Task requirements:
From the line containing "the form [765,93]." through the last line of the data, return those lines exactly as written and nothing more.

Records from a data source:
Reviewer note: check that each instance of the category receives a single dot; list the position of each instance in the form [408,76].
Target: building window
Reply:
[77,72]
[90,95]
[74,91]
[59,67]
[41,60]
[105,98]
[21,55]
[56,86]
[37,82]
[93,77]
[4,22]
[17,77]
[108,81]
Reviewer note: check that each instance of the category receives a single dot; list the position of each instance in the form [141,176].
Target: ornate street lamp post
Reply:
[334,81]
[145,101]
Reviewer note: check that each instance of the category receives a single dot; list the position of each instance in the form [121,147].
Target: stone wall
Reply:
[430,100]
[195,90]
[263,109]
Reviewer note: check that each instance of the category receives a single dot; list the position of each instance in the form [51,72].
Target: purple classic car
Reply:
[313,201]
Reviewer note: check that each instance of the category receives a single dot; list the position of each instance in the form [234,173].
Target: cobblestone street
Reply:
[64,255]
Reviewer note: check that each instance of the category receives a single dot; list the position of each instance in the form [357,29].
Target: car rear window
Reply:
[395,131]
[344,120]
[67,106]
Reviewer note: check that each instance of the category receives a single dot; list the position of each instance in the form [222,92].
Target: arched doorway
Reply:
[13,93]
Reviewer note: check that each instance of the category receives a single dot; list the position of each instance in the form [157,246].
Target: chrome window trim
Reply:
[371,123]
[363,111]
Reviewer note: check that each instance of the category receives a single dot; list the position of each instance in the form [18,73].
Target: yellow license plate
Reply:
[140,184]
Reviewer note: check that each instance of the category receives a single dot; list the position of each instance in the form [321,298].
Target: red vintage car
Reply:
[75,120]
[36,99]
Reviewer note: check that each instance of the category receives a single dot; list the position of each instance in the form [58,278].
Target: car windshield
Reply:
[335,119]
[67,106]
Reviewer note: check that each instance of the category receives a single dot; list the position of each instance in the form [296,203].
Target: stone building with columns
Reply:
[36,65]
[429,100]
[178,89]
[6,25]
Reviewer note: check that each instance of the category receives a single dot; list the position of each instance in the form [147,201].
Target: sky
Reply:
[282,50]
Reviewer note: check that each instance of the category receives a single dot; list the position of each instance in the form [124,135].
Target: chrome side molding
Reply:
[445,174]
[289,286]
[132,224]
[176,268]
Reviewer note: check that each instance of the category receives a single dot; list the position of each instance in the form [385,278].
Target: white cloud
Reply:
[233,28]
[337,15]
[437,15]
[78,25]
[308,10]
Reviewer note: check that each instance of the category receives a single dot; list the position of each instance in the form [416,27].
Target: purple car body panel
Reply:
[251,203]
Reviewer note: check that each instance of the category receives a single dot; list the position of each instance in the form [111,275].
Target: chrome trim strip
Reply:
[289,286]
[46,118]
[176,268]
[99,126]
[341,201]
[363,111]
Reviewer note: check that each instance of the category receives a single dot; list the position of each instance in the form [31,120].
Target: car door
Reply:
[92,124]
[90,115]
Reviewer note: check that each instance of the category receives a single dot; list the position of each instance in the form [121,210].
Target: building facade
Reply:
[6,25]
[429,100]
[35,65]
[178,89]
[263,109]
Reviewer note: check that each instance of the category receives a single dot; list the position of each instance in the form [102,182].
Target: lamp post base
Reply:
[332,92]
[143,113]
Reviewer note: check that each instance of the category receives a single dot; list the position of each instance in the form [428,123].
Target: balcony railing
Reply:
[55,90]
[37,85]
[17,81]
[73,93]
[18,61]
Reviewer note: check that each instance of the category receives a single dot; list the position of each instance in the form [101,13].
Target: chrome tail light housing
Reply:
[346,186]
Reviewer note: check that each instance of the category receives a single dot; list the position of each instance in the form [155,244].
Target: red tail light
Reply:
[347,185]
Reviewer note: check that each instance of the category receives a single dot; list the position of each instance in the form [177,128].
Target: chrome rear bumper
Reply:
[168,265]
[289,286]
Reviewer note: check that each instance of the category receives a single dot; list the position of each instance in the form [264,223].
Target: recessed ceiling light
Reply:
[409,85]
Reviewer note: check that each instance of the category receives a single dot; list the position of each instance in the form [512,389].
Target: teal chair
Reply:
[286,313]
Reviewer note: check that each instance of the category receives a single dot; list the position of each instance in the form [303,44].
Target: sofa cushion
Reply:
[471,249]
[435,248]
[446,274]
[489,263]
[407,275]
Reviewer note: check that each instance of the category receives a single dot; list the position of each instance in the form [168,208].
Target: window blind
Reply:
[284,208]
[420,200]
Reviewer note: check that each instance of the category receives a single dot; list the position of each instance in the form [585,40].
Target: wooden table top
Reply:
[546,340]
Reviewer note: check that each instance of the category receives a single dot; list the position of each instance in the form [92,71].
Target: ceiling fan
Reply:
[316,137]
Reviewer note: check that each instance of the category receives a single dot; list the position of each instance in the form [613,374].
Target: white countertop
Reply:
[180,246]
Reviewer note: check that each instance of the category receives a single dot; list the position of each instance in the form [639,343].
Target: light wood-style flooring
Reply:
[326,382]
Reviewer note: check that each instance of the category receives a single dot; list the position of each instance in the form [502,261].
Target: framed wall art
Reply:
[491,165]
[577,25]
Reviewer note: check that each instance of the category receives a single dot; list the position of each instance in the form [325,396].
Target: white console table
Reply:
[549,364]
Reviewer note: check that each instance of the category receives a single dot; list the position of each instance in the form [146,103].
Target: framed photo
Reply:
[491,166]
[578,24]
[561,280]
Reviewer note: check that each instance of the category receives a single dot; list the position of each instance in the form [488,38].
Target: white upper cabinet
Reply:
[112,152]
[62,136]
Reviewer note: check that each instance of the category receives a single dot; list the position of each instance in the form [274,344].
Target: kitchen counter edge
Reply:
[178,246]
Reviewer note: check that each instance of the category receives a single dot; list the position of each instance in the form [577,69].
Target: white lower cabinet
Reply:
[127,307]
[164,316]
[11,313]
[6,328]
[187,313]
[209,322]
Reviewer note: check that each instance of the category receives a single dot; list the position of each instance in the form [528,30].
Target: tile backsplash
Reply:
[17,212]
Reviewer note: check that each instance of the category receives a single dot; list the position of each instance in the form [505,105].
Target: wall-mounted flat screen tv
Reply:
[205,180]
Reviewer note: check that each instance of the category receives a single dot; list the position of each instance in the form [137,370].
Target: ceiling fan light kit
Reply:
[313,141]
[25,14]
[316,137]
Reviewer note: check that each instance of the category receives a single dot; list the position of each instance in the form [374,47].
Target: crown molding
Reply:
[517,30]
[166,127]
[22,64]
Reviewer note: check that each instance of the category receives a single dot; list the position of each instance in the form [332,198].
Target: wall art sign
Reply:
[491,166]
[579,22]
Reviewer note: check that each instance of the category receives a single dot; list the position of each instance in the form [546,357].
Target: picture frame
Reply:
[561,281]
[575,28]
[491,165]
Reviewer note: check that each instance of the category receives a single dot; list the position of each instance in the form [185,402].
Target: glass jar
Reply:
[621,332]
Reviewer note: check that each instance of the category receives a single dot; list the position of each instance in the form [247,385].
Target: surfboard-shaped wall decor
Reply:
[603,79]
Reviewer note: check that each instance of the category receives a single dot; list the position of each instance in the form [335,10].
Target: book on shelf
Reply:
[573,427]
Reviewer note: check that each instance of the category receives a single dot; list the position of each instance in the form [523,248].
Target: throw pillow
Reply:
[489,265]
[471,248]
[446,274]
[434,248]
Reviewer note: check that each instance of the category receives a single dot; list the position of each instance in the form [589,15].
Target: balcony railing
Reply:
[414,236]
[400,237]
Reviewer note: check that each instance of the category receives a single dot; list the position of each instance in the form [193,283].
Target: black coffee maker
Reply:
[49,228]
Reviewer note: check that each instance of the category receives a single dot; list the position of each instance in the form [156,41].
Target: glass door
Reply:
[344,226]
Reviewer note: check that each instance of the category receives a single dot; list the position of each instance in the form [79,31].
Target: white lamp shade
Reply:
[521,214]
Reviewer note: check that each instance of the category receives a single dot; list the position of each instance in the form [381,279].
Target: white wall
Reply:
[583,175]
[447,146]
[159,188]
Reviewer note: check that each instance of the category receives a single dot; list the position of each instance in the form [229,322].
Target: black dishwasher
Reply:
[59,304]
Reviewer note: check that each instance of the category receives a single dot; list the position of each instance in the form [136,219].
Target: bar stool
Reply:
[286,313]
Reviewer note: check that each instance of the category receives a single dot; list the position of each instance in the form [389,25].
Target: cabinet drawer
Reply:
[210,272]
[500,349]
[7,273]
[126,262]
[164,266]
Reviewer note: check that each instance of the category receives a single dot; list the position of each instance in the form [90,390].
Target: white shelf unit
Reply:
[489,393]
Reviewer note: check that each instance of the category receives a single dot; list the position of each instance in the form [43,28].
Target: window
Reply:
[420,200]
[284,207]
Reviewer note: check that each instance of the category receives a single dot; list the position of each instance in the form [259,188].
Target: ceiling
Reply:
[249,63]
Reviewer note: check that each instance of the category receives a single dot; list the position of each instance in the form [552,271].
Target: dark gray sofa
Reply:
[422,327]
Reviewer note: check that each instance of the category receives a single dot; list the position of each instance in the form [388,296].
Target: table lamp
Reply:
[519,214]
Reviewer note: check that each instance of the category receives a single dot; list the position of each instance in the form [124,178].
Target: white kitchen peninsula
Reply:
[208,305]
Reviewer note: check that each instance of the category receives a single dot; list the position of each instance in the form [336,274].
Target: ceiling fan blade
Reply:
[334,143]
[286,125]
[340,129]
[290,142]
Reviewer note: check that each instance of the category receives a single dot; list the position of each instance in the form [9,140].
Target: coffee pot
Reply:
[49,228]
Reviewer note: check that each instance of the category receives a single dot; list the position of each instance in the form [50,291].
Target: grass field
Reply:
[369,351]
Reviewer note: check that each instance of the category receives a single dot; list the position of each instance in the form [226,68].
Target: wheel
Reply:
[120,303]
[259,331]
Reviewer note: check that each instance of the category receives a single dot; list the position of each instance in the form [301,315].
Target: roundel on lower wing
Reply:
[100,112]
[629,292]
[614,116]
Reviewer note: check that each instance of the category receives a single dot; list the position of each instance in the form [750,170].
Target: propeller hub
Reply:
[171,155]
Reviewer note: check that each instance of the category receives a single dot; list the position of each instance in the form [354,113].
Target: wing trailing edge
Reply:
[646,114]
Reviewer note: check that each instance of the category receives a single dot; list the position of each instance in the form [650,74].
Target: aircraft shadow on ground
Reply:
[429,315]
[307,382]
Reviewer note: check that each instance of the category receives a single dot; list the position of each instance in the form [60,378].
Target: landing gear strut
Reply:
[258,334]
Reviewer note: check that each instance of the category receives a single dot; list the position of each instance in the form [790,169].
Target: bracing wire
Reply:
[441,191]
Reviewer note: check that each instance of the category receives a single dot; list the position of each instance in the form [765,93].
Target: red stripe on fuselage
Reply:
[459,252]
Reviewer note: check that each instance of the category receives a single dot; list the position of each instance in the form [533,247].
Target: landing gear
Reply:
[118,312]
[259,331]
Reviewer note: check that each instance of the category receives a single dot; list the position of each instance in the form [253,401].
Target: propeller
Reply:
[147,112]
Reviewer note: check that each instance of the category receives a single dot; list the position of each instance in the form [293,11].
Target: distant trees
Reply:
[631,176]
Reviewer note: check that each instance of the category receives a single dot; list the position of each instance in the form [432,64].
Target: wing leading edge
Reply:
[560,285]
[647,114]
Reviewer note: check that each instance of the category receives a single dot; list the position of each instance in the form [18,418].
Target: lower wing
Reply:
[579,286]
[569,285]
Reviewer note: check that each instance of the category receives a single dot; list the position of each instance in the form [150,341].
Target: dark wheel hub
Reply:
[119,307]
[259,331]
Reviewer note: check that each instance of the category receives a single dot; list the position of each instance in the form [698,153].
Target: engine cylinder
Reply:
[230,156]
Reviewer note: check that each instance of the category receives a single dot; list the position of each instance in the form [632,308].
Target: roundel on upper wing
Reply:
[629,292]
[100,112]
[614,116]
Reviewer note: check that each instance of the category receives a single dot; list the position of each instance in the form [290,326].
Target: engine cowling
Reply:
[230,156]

The reply:
Reviewer note: check that each instance of the category receives a single dot; list the position of each instance in the form [765,93].
Target: red stripe on fuselage
Reply:
[459,252]
Reviewer note: check that each instance of the category receives a single dot; list the position of each instance in the form [533,247].
Target: landing gear
Reply:
[118,312]
[259,331]
Reviewer note: check that each instance of the category receives a single dot; list the position of each instance in the form [253,401].
Target: propeller
Reply:
[147,112]
Reviewer note: check that each instance of the category receives a single dot; list the position of each instance in the form [293,11].
Target: distant trees
Reply:
[631,176]
Reviewer note: check that each instance of the category receives a single dot; list the position of each instance in the form [432,64].
Target: wing leading edge
Reply:
[560,285]
[647,114]
Reviewer note: check that each instance of the category receives a single dot; list the position of each instance in the form [18,418].
Target: lower wing
Reply:
[579,286]
[569,285]
Reviewer note: check that each instance of the category receives a single dot; list the position of each instance in the form [150,341].
Target: dark wheel hub
Reply:
[119,307]
[259,331]
Reviewer note: check that each instance of the category receives a single dot; list the position of each instance in the form [698,153].
Target: engine cylinder
Reply:
[230,156]
Reviewer note: check that each instance of the category receives a single dot; list the position of each instance in the form [632,308].
Target: roundel on upper wing
Reply:
[629,292]
[100,112]
[614,116]
Reviewer note: check that each instance of the category receives a single dot; list the position of each instance in the form [290,326].
Target: engine cowling
Reply:
[230,156]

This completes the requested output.